* SET PROBLEM: Set down verbatim the lines of the records below, from the line containing "segment wood grain texture" through the line containing "[[[229,28],[228,6],[211,0],[155,1],[124,0],[126,1],[175,15]]]", both included.

* DATASET:
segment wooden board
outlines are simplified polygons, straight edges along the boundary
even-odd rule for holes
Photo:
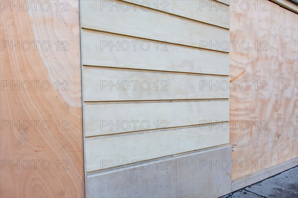
[[[88,139],[85,140],[86,170],[93,171],[227,143],[228,130],[221,128],[207,126]]]
[[[229,75],[226,53],[84,29],[81,38],[84,65]]]
[[[228,98],[228,77],[84,67],[84,101]]]
[[[196,20],[206,23],[229,28],[228,5],[211,0],[132,0],[126,1],[152,9]]]
[[[139,5],[126,10],[117,1],[82,0],[81,27],[136,37],[228,52],[228,30],[149,9]],[[127,3],[122,6],[128,7]],[[113,10],[114,9],[114,10]],[[103,20],[104,19],[104,20]],[[212,45],[215,45],[214,47]]]
[[[279,163],[298,156],[298,16],[280,8],[278,98]]]
[[[0,12],[0,197],[84,197],[78,2],[24,2]]]
[[[254,1],[248,2],[254,7]],[[244,13],[239,6],[231,11],[231,40],[251,46],[230,53],[231,80],[238,81],[235,89],[232,83],[230,87],[230,119],[238,121],[234,130],[230,128],[232,159],[238,160],[232,179],[297,156],[297,15],[266,2],[267,11],[250,9]],[[246,91],[240,87],[244,80],[250,85]],[[244,124],[241,129],[241,121],[248,122],[249,128]],[[247,169],[246,162],[240,166],[242,160],[249,162]]]
[[[85,136],[228,121],[228,101],[84,103]]]
[[[293,2],[293,0],[269,0],[285,8],[292,12],[298,13],[298,4],[297,1]]]

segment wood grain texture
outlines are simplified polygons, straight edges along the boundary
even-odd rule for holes
[[[215,126],[86,139],[86,170],[95,171],[227,143],[228,130]]]
[[[229,28],[228,6],[211,0],[155,1],[124,0],[126,1],[175,15]]]
[[[23,1],[18,2],[20,5]],[[3,47],[0,197],[3,198],[84,196],[78,2],[67,1],[69,11],[58,12],[56,1],[45,1],[45,7],[47,3],[51,7],[47,11],[41,10],[39,2],[36,11],[31,8],[18,11],[16,7],[11,11],[8,7],[0,12]],[[25,41],[31,44],[29,49],[28,43],[22,44]],[[34,41],[39,42],[35,50]],[[59,50],[54,44],[57,41]],[[61,51],[66,46],[62,45],[63,41],[69,44],[68,51]],[[50,44],[49,50],[41,47],[43,42],[44,50]],[[11,43],[17,46],[11,48]],[[59,84],[69,82],[68,90],[61,90],[65,83],[57,89],[54,84],[57,80]],[[12,86],[18,82],[18,85]],[[51,86],[48,90],[47,82]],[[26,90],[28,84],[30,88]],[[68,131],[63,131],[64,127]]]
[[[280,8],[279,42],[279,163],[298,156],[298,16]]]
[[[84,105],[85,136],[228,121],[228,101]]]
[[[298,13],[298,4],[292,0],[269,0],[281,6],[289,9],[296,14]]]
[[[229,75],[224,53],[84,29],[81,38],[84,65]]]
[[[81,1],[82,27],[211,49],[215,48],[212,44],[219,46],[229,41],[226,29],[157,10],[144,10],[139,5],[128,10],[113,8],[111,5],[119,1],[104,1],[110,5],[103,6],[102,0]],[[128,3],[123,4],[128,7]],[[224,47],[215,50],[228,51]]]
[[[84,66],[84,101],[228,98],[226,76]]]
[[[253,7],[254,1],[248,2]],[[290,15],[289,11],[267,2],[267,11],[244,12],[238,6],[231,11],[231,40],[251,46],[247,51],[238,48],[230,53],[231,81],[238,81],[234,89],[232,83],[230,86],[230,121],[238,121],[230,128],[230,144],[232,159],[239,162],[232,179],[297,156],[297,15],[286,20],[283,13]],[[256,50],[256,41],[265,41],[266,51],[260,51],[260,45]],[[246,91],[240,87],[244,80],[250,85]],[[248,129],[240,125],[243,121],[249,123]],[[249,162],[247,170],[245,163],[240,166],[241,160]]]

* RESPONSE BELOW:
segment wood grain texture
outlines are simplified polygons, straight edges along the boundary
even-odd rule for holes
[[[215,126],[86,139],[86,170],[95,171],[227,143],[228,130]]]
[[[229,28],[228,6],[211,0],[155,1],[124,0],[126,1],[175,15]]]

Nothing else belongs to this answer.